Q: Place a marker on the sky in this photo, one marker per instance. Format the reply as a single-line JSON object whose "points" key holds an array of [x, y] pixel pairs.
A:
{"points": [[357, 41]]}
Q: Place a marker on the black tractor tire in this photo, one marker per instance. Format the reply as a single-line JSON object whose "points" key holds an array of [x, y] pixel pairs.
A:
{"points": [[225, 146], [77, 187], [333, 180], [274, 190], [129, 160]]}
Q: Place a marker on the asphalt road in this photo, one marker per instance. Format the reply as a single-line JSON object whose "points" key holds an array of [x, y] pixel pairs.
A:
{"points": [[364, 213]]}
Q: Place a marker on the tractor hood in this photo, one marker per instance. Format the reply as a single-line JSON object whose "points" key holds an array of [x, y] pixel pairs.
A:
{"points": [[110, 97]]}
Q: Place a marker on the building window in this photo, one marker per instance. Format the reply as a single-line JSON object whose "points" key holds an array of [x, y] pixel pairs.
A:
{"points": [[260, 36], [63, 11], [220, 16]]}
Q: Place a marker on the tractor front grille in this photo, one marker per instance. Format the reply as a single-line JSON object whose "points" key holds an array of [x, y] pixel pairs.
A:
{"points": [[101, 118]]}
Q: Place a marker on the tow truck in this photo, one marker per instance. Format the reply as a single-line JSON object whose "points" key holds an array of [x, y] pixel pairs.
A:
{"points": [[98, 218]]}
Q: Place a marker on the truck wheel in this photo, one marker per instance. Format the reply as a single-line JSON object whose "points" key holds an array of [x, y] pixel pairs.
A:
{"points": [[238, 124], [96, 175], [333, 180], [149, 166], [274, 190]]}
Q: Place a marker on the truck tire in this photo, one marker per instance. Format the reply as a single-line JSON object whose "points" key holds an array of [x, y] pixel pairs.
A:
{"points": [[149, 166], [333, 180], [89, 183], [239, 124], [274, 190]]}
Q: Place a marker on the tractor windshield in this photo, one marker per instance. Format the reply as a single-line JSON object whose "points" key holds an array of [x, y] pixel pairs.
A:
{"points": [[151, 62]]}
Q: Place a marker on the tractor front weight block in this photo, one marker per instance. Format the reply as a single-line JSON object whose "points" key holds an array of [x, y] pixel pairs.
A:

Exercise description:
Reproduce every one of the records above, line by line, without changing a single character.

Worked solution:
Q: Place a marker on the sky in this photo, one marker per instance. Format the reply as a single-line JSON object whose "points" key holds an array of [x, y] pixel pairs.
A:
{"points": [[357, 41]]}
Q: Place a marker on the black tractor tire in this photo, one marker per instance. Format the reply as a single-line JSON object whose "points" key holds an array of [x, y] pixel pairs.
A:
{"points": [[225, 146], [77, 187], [333, 180], [274, 190], [129, 160]]}
Q: Place a marker on the asphalt road in this photo, one marker per instance. Format the reply as a single-line JSON object whose "points" key holds an array of [x, y] pixel pairs.
A:
{"points": [[364, 213]]}
Q: Place a marker on the tractor hood in this photo, one marker per instance. Format the reply as a single-line JSON object whose "points" key holds an array of [x, y] pixel pairs.
A:
{"points": [[110, 97]]}
Q: Place a marker on the building window in this photo, one marker per instance. Format the reply as a single-line JSON object whose "points" key holds an array of [x, y] pixel pairs.
A:
{"points": [[260, 36], [63, 11], [220, 16]]}
Q: Place a marker on the tractor front grille in this photo, one marker per instance. Format the reply as a single-line JSON object whose "points" key holds an array of [x, y] pixel pairs.
A:
{"points": [[101, 118]]}
Q: Place a marker on the tow truck in this photo, one marker per instance. Format the reply as a single-line JSON object whose "points" key holds an array of [x, y] pixel pairs.
A:
{"points": [[98, 218]]}
Q: Place a marker on the truck wheel in this photo, one marker per instance. Format the reply as a single-line JSON object whose "points" key holds an array of [x, y] pixel pairs.
A:
{"points": [[238, 124], [96, 175], [333, 180], [149, 166], [274, 190]]}
Q: Place a marker on the truck tire in this photo, one marker per instance. Format the reply as a single-line JSON object whose "points" key holds an array of [x, y] pixel pairs.
A:
{"points": [[149, 166], [333, 180], [89, 183], [239, 124], [274, 190]]}
Q: Place a marker on the tractor windshield in this photo, one marker per instance. Format the reply as a single-line JSON object whose "points" key holds an array of [x, y] pixel pairs.
A:
{"points": [[151, 62]]}
Q: Place a marker on the tractor front weight block in this photo, one marker per instance. Format the reply as a single-line JSON object whose "points" key holds an array of [x, y] pixel pairs.
A:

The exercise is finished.